> [ТЕКСТ ДЛЯ ЧТЕНИЯ]
»»
Анастасия Казанцева
Я, разумеется, не имею права говорить о науке; мое участие в ней свелось к тому, что мне не удалось показать достоверные различия амплитуды и латентности вызванного потенциала в правом и левом полушарии — да и то я сейчас рылась в папке «мои документы», чтобы вспомнить, что именно мне не удалось показать. Последние два года я показываю телесюжеты, и это мне удается значительно лучше.
Но я могу смотреть на своих однокурсников. Самые талантливые — уже в Европе и в США; чуть менее талантливые собираются уезжать туда после следующей степени. В российских лабораториях остались три девочки (все живут с родителями; одна из них параллельно учится на логопеда, чтобы логопедом же и работать) и один мальчик — прекрасный, умный, но, по-моему, его тоже скоро достанет работать на трех работах ради возможности жить с девушкой, а не с родителями, и он тоже куда-нибудь уедет.
И дело не в том, что я сочувствую им. Каждый человек осознанно и добровольно выбирает, чем и где ему заниматься, сравнивает плюсы и минусы, находит оптимальную для себя комбинацию. Я даже не беспокоюсь за своих будущих детей, которых некому будет учить в университете, — у меня не хватает абстрактного мышления на такие сложные построения. Я не волнуюсь по поводу научных популяризаторов, которым нечего будет сказать о российской науке, — будем показывать русскоязычных спикеров из университетов всего мира, еще и лучше. Я, как это ни пафосно звучит, беспокоюсь за науку как таковую.
««
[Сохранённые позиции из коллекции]
»»
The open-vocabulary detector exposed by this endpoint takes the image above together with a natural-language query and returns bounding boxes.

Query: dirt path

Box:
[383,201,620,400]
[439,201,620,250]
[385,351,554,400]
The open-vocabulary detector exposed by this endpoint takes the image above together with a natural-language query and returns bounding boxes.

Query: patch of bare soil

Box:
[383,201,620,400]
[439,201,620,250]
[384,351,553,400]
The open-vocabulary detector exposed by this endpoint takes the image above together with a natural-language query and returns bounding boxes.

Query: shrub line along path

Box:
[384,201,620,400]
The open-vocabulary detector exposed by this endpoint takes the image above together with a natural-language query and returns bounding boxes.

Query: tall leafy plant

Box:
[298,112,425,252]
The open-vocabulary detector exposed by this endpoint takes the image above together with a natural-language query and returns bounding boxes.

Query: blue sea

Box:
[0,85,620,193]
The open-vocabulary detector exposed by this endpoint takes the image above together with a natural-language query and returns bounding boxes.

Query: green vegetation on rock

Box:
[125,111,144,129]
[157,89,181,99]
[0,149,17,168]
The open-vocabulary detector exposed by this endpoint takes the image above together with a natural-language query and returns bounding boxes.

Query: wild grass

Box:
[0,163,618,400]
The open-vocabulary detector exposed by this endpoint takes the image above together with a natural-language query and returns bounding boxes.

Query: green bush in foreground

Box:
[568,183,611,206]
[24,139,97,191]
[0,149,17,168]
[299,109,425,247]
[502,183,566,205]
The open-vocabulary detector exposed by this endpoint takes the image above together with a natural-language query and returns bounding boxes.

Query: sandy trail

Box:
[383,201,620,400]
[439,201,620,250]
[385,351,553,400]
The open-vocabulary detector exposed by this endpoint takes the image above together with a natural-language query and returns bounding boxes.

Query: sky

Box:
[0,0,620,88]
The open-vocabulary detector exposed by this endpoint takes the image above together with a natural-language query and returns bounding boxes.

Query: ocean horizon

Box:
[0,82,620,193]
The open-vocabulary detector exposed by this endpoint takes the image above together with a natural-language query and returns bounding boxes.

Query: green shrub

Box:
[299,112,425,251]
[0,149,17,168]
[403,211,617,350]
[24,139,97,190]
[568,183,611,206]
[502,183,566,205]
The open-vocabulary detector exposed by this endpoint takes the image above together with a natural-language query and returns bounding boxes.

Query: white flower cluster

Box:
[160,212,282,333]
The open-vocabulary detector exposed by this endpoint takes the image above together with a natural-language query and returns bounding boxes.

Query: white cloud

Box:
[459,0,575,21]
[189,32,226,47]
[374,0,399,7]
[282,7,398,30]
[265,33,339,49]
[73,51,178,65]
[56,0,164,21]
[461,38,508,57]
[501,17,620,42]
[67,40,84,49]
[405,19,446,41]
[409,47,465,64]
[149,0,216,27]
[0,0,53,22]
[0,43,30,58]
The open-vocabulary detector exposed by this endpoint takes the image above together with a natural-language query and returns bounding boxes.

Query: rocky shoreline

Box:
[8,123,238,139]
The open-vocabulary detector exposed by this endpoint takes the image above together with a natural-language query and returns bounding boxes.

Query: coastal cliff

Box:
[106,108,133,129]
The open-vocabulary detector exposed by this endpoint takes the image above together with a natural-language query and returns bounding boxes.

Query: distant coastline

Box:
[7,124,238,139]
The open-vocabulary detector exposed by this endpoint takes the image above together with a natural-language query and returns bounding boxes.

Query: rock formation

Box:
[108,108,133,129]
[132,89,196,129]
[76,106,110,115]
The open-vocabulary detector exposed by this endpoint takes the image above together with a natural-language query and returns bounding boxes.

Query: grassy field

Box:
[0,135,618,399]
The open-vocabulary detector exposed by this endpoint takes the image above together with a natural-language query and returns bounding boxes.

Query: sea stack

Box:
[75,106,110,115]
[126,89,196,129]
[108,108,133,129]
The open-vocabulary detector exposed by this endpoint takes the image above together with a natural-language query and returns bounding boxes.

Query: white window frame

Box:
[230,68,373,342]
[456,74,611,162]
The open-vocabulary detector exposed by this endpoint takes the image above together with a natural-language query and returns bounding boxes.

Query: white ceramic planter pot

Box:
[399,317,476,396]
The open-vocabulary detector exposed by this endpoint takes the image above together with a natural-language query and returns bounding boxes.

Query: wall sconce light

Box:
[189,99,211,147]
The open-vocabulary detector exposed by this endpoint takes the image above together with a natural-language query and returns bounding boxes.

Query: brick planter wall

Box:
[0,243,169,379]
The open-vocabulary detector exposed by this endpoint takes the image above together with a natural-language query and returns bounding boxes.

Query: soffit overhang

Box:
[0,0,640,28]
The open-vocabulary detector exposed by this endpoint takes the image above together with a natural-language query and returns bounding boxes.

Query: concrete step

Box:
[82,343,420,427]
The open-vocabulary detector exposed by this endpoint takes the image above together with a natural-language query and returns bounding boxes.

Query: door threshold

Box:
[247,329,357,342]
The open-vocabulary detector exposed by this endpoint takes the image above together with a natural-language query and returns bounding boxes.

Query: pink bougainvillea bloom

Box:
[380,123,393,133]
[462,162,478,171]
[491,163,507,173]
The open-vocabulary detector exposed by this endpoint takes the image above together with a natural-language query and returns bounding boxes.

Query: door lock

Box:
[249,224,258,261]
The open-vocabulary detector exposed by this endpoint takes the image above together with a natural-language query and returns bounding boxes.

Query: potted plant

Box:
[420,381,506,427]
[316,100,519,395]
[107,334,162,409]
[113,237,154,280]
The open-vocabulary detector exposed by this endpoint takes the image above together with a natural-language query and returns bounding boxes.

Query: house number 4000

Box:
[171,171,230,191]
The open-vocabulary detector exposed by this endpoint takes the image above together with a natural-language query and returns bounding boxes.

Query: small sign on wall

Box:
««
> [ЧТО СДЕЛАТЬ]
**1)** Ответьте на вопросы по тексту о науке:
(а) Что автор показывает последние два года?
(б) Сколько девочек из однокурсников остались в российских лабораториях?
(в) За что, по словам автора, она беспокоится?
**2)** Измените фрагмент текста о науке, который открывается словами «Анастасия Казанцева» и завершается словами «удается значительно лучше.»: приведите его заново, заменив «телесюжеты» на «репортажи».
**3)** Продолжите текст о науке с места, где он заканчивается.
Эти позиции взяты из другого источника и к тексту о науке не относятся.

> [ОТВЕТЫ]
**1)**
(а) Телесюжеты.
(б) Три.
(в) За науку как таковую.

**2)**
Анастасия Казанцева
Я, разумеется, не имею права говорить о науке; мое участие в ней свелось к тому, что мне не удалось показать достоверные различия амплитуды и латентности вызванного потенциала в правом и левом полушарии — да и то я сейчас рылась в папке «мои документы», чтобы вспомнить, что именно мне не удалось показать. Последние два года я показываю репортажи, и это мне удается значительно лучше.

**3)**
Мои однокурсники уезжают за границу не потому, что им просто нужны деньги: любая компания, в названии которой есть слово «био» или «мед», немедленно взяла бы их старшими менеджерами, и они жили бы не беднее, чем западные ученые. Они уезжают, потому что им нравится заниматься наукой. А у науки в России две проблемы: деньги и деньги, прямо и косвенно.
Основная проблема — в организации. Действительно, дураки-вахтеры, недостаток приборов, задержки реактивов и что там еще было в нашумевшей статье Е. Петровой в прошлом ТрВ. Но организацию можно и нужно улучшать, и есть единичные примеры лабораторий, в которых с этим вполне успешно справляются. Вот только улучшением условий работы кто-то должен заниматься, а всем некогда -ведь вторая проблема в том, что кроме лаборатории они работают еще в трех местах.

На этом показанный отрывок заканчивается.